TEXT SEGMENT —

= = = = =

6.Upper secondary and post-secondary non-tertiary education

6.4Organisation of conservatoires (arts education)

Last update: 4 March 2024

Types of institutions

According to the Education Act, a conservatoire (konzervatoř) is an independent type of school. Until 2004, it was defined as a sub type of the secondary technical school. A number of conditions of education in conservatoires are still similar to those in upper secondary schools (střední školy).

Conservatoires provide art education through two types of programmes (particular fields are set by the Government Regulation on the System of Fields of Studies):

  • six-year programmes focused on music, singing, music and drama for pupils who have completed compulsory schooling; these programmes include upper secondary and tertiary level of education (ISCED 354+554)
  • eight-year programme specialising in dance for pupils who have completed the 5th year of the basic school; the programme includes lower secondary, upper secondary and tertiary level of education (ISCED 244+354+554)

Graduates of this school acquire tertiary professional education (vyšší odborné vzdělání) at the conservatoire (ISCED 5B) and/or secondary education with the Maturita examination (střední vzdělání s maturitní zkouškou) (ISCED 3A).

It is possible to achieve the tertiary professional education in conservatoires by passing the graduate examination (absolutorium) after completing the whole educational programme.

= = = = =

Collection entries:
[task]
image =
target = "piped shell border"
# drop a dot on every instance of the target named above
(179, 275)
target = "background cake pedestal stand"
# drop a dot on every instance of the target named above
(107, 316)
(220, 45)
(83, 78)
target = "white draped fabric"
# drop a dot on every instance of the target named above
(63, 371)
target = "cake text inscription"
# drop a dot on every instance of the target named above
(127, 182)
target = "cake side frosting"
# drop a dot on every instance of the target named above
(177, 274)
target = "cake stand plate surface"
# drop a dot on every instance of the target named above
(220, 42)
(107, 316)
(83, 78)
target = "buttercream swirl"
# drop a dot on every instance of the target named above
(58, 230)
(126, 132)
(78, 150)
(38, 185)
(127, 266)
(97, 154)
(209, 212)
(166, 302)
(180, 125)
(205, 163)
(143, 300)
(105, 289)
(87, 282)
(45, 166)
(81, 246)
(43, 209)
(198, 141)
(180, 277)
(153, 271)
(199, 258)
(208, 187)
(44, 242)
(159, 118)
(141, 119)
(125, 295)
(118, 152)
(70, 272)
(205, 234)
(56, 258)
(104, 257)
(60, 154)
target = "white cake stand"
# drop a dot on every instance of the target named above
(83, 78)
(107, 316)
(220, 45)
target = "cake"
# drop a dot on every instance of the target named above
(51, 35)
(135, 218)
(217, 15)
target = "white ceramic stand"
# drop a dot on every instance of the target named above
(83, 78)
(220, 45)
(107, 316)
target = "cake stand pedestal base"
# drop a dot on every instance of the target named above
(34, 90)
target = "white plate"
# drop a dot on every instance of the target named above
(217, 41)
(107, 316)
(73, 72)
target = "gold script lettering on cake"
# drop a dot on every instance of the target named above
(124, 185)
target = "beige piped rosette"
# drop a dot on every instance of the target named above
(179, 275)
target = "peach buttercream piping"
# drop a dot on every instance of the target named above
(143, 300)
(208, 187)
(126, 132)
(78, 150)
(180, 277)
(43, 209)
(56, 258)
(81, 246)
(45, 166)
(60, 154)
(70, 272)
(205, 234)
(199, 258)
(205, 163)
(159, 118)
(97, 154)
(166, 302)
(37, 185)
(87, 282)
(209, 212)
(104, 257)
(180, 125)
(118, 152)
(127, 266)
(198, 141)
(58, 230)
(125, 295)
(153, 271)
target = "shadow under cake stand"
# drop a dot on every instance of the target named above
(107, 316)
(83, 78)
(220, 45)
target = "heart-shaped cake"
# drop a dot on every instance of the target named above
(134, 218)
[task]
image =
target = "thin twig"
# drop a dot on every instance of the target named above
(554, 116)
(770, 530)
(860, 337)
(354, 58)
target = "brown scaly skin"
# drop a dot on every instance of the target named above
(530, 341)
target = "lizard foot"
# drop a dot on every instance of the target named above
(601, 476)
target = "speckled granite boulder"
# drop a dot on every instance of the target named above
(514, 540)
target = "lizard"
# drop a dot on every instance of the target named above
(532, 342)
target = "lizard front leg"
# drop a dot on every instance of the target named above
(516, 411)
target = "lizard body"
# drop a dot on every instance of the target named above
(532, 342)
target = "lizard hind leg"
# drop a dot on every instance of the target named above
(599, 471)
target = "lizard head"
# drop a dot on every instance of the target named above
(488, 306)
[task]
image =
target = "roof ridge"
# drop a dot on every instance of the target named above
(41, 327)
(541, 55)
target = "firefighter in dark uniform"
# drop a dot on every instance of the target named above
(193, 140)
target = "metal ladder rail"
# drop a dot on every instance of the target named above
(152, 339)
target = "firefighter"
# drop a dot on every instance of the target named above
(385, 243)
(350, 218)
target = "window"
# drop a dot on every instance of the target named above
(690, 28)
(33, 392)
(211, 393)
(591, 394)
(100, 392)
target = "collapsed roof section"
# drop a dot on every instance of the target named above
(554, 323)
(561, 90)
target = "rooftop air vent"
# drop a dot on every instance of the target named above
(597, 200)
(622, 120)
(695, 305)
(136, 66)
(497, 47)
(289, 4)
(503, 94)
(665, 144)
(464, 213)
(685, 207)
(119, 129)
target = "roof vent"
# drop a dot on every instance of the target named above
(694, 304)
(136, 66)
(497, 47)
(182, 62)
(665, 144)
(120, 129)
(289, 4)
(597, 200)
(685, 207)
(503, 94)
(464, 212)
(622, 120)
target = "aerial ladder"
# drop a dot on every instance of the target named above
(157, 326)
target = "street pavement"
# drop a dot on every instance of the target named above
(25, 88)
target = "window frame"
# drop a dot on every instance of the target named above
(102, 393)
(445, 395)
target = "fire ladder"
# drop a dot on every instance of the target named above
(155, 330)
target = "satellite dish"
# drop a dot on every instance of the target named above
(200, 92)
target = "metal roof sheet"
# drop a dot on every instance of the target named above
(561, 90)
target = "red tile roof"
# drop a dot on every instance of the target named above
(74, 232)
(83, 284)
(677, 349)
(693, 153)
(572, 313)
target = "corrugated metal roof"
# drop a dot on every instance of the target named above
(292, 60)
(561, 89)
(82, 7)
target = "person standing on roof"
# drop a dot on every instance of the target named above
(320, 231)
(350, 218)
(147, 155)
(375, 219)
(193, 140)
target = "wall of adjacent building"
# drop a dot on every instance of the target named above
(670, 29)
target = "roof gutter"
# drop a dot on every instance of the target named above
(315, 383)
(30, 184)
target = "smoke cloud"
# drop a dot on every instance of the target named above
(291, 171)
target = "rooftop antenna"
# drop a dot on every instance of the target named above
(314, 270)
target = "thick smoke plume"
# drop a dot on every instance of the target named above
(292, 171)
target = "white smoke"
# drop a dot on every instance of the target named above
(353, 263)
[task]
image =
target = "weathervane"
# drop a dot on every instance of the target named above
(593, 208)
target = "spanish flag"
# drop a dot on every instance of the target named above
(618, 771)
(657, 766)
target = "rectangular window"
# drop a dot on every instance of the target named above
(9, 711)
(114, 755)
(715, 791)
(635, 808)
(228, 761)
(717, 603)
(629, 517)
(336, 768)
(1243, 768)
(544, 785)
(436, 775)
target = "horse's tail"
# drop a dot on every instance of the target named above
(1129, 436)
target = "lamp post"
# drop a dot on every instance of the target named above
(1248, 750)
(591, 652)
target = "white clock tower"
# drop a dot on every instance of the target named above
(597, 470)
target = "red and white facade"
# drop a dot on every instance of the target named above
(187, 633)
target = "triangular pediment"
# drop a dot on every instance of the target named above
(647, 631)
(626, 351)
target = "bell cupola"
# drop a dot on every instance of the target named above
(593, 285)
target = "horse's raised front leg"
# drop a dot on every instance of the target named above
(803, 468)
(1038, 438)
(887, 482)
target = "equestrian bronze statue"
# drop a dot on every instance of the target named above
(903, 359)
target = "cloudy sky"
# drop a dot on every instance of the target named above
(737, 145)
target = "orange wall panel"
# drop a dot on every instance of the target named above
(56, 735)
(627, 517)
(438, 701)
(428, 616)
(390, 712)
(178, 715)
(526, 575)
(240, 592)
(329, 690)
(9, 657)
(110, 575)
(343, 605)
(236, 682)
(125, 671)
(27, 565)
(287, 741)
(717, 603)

= = = = =

CHALLENGE A — Set down the part of the conservatoire text starting at "Last update: 4" and ending at "education (ISCED 354+554)".
CHALLENGE B — List every Czech term that appears in parentheses in the conservatoire text.
CHALLENGE C — Continue the conservatoire text from where it stops.
These records have nothing to do with the text on conservatoires.

EXPECTED ANSWER A —
Last update: 4 March 2024

Types of institutions

According to the Education Act, a conservatoire (konzervatoř) is an independent type of school. Until 2004, it was defined as a sub type of the secondary technical school. A number of conditions of education in conservatoires are still similar to those in upper secondary schools (střední školy).

Conservatoires provide art education through two types of programmes (particular fields are set by the Government Regulation on the System of Fields of Studies):

  • six-year programmes focused on music, singing, music and drama for pupils who have completed compulsory schooling; these programmes include upper secondary and tertiary level of education (ISCED 354+554)

EXPECTED ANSWER B —
konzervatoř
střední školy
vyšší odborné vzdělání
střední vzdělání s maturitní zkouškou
absolutorium

EXPECTED ANSWER C —
After successful completion of 4 years on-site education in the six-year educational programme or after 8 years on-site education in the eight-year programme, a pupil may pass the Maturita examination (maturitní zkouška). After such successful completion of the relevant part of the educational programme at a conservatoire, pupil receives upper secondary education with the Maturita examination.

Geographical accessibility

The network of conservatoires (konzervatoř) in Czechia is not very extensive, with only 18 conservatoires recorded during the school year 2022/23. Additionaly, there are regions where no corservatoires are present. The highest number is in Prague (8). For most conservatoires, the region is the founder (12), while private or church founders run 5 conservatories. The Ministry of Education, Youth and Sports is an organising body of only one conservatoire for pupils with special educational needs, which is located in Prague. The average number of pupils per school was 213. (Source: Ministry of Education, Youth and Sport.)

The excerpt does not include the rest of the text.